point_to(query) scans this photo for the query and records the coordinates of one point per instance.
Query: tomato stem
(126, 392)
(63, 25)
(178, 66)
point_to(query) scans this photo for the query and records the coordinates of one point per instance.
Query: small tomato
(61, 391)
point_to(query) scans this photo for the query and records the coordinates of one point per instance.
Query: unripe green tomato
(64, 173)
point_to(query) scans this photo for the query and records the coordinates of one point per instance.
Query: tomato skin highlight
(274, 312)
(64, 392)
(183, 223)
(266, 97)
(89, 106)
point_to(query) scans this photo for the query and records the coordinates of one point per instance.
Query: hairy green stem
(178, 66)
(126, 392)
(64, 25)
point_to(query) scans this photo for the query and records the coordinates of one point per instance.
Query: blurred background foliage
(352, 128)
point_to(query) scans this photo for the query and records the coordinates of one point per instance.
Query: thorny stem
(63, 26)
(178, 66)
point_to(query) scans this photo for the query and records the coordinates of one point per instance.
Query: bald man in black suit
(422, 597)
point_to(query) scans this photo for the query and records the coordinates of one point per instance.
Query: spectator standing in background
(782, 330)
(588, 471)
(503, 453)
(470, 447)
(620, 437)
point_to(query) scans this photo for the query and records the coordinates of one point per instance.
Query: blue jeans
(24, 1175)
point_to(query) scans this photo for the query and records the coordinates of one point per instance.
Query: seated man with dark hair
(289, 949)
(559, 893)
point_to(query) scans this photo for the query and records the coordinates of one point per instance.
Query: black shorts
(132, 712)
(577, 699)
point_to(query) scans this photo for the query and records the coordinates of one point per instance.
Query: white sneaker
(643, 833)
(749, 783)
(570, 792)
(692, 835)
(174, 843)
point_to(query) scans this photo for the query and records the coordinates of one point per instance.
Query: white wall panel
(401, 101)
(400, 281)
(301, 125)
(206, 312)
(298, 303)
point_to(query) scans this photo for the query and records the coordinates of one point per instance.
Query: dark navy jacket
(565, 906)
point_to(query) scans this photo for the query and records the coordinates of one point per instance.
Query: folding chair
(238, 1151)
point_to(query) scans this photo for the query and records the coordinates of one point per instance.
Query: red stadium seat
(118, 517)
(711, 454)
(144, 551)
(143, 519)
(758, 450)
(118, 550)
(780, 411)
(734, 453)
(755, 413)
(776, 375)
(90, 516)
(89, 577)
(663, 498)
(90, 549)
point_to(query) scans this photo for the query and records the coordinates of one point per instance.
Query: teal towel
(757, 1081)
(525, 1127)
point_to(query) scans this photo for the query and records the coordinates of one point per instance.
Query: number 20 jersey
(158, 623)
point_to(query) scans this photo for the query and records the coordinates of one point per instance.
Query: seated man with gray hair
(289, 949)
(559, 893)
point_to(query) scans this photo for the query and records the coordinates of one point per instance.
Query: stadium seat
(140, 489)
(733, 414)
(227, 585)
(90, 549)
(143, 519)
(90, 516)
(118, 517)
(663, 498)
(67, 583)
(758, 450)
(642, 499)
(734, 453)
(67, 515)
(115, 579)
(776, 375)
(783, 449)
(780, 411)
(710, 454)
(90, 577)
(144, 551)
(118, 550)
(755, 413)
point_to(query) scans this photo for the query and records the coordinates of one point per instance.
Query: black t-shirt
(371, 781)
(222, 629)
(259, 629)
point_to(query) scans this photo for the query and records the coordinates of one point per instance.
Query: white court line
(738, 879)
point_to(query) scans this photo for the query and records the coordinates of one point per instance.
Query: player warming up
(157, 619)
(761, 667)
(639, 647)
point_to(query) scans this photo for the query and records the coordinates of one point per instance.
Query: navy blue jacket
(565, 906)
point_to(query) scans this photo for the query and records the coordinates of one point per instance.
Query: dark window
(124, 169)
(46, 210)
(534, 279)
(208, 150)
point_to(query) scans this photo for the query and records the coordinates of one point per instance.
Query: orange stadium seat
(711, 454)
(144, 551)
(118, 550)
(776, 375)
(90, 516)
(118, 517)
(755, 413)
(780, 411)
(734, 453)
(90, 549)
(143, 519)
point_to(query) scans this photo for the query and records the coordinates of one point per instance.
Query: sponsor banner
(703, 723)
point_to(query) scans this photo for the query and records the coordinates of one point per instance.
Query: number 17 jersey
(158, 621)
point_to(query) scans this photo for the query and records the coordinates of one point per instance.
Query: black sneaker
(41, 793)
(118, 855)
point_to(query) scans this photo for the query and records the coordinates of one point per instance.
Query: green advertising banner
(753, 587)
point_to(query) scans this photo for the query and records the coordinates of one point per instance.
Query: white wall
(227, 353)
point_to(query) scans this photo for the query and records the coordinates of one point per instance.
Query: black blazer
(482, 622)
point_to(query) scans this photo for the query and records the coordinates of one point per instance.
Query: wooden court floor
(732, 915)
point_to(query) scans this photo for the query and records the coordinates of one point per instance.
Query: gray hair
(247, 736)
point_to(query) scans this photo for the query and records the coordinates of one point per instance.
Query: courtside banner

========

EXERCISE INSTRUCTIONS: Retype the data exactly as given.

OUTPUT FOR THIS TASK:
point_to(query) scans this photo for the query and records the coordinates of one point per instance.
Query: tomato stem
(126, 392)
(63, 25)
(178, 66)
point_to(query) scans this photo for the query and records the coordinates of one point per instance.
Query: small tomato
(61, 391)
point_to(query) scans this photo for the query and records the coordinates of one point per instance.
Query: unripe green tomato
(64, 173)
point_to(query) scans this photo for the query and records the coordinates of one point per instance.
Query: tomato skin highlight
(274, 312)
(64, 392)
(183, 223)
(266, 97)
(89, 106)
point_to(query) scans this photo for the query and records the coordinates of one point per instance.
Query: hairy green stem
(178, 66)
(126, 392)
(64, 25)
point_to(query) scans this photo for the query and records the coordinates of one point per instance.
Query: blurred background foliage
(352, 128)
point_to(query) scans this photo for the query and records the coordinates of one point per instance.
Query: thorny stem
(63, 26)
(178, 66)
point_to(query) scans this photo for the query and records the coordinates of one point per instance.
Query: bald man in black suit
(422, 597)
point_to(query) scans this photo for the query and records the coordinates of one point per instance.
Query: spectator standing in background
(782, 330)
(588, 471)
(503, 453)
(470, 447)
(620, 437)
point_to(query) scans this photo for the query and records the coordinates of one point per instance.
Query: blue jeans
(24, 1175)
point_to(query) scans this photo for the query and records the coordinates of one point per instance.
Query: seated man with dark hair
(289, 949)
(559, 893)
point_to(query) scans this photo for the query and records the coordinates of one point per instance.
Query: black shorts
(132, 712)
(577, 699)
point_to(query) scans this photo for the query and records the coordinates of one point per instance.
Query: white sneaker
(643, 833)
(749, 783)
(570, 792)
(692, 835)
(174, 843)
point_to(query) scans this photo for the query and records the coordinates of one point per instance.
Query: white wall panel
(401, 101)
(400, 281)
(301, 125)
(206, 312)
(298, 303)
point_to(query) scans this photo for the query and records the coordinates of one point per instance.
Query: dark navy jacket
(565, 906)
point_to(query) scans this photo for the query and records the coordinates of one point per instance.
Query: folding chair
(238, 1151)
point_to(query) scans this photo for the query and records the coordinates of one point per instance.
Query: red stadium seat
(118, 517)
(711, 454)
(144, 551)
(143, 519)
(758, 450)
(118, 550)
(780, 411)
(734, 453)
(755, 413)
(776, 375)
(90, 516)
(89, 577)
(663, 498)
(90, 549)
point_to(query) scans this photo for the query and records the coordinates of one point per instance.
Query: teal towel
(757, 1081)
(525, 1127)
point_to(query) scans this photo for the query and records the coordinates of one point per instance.
Query: number 20 jersey
(158, 623)
point_to(query) scans this photo for the query and records the coordinates of one point per instance.
Query: seated man with gray hair
(289, 949)
(559, 893)
point_to(query) scans this photo for the query and records the coordinates of one point per instance.
Query: stadium seat
(140, 489)
(733, 414)
(227, 585)
(90, 549)
(143, 519)
(90, 516)
(118, 517)
(663, 498)
(67, 583)
(758, 450)
(642, 499)
(734, 453)
(67, 515)
(115, 579)
(776, 375)
(783, 449)
(780, 411)
(710, 454)
(90, 577)
(144, 551)
(118, 550)
(755, 413)
point_to(query) scans this photo for the query and records the coordinates of one point per instance.
Query: black t-shirt
(371, 781)
(222, 629)
(259, 629)
point_to(query) scans this photo for the query and records the coordinates of one point per instance.
Query: white court line
(738, 879)
point_to(query) scans this photo for the query and records the coordinates of one point per instance.
Query: player warming up
(157, 619)
(761, 667)
(639, 647)
point_to(query) scans this photo for the query and records the coordinates of one point per instance.
Query: navy blue jacket
(565, 906)
point_to(query) scans this photo for the query and records the coordinates of one point per instance.
Query: dark window
(124, 169)
(46, 210)
(534, 279)
(208, 150)
point_to(query) scans this photo for the query and records the coordinates of one point per instance.
Query: orange stadium seat
(711, 454)
(144, 551)
(118, 550)
(776, 375)
(90, 516)
(118, 517)
(755, 413)
(780, 411)
(734, 453)
(90, 549)
(143, 519)
point_to(query) scans this photo for the query and records the coordinates of one point per instance.
Query: sponsor banner
(703, 723)
point_to(query) scans this photo for the query and records the coordinates of one point per instance.
Query: number 17 jersey
(158, 621)
point_to(query) scans this photo for the query and records the coordinates of one point per instance.
Query: black sneaker
(41, 793)
(118, 855)
point_to(query) scans this photo for the query and records the coordinates of one point per instance.
Query: green advertising banner
(753, 587)
point_to(query) scans this photo for the query and records the coordinates of one point per instance.
Query: white wall
(227, 353)
point_to(query) scans this photo for the query and records the coordinates of one point per instance.
Query: black blazer
(482, 622)
point_to(query) scans this photo for the query and records the coordinates of one point per instance.
Query: wooden court floor
(732, 915)
point_to(query) scans this photo for the query and records the coordinates of one point per instance.
Query: gray hair
(247, 736)
point_to(query) scans this photo for the query and records the coordinates of one point per instance.
Query: courtside banner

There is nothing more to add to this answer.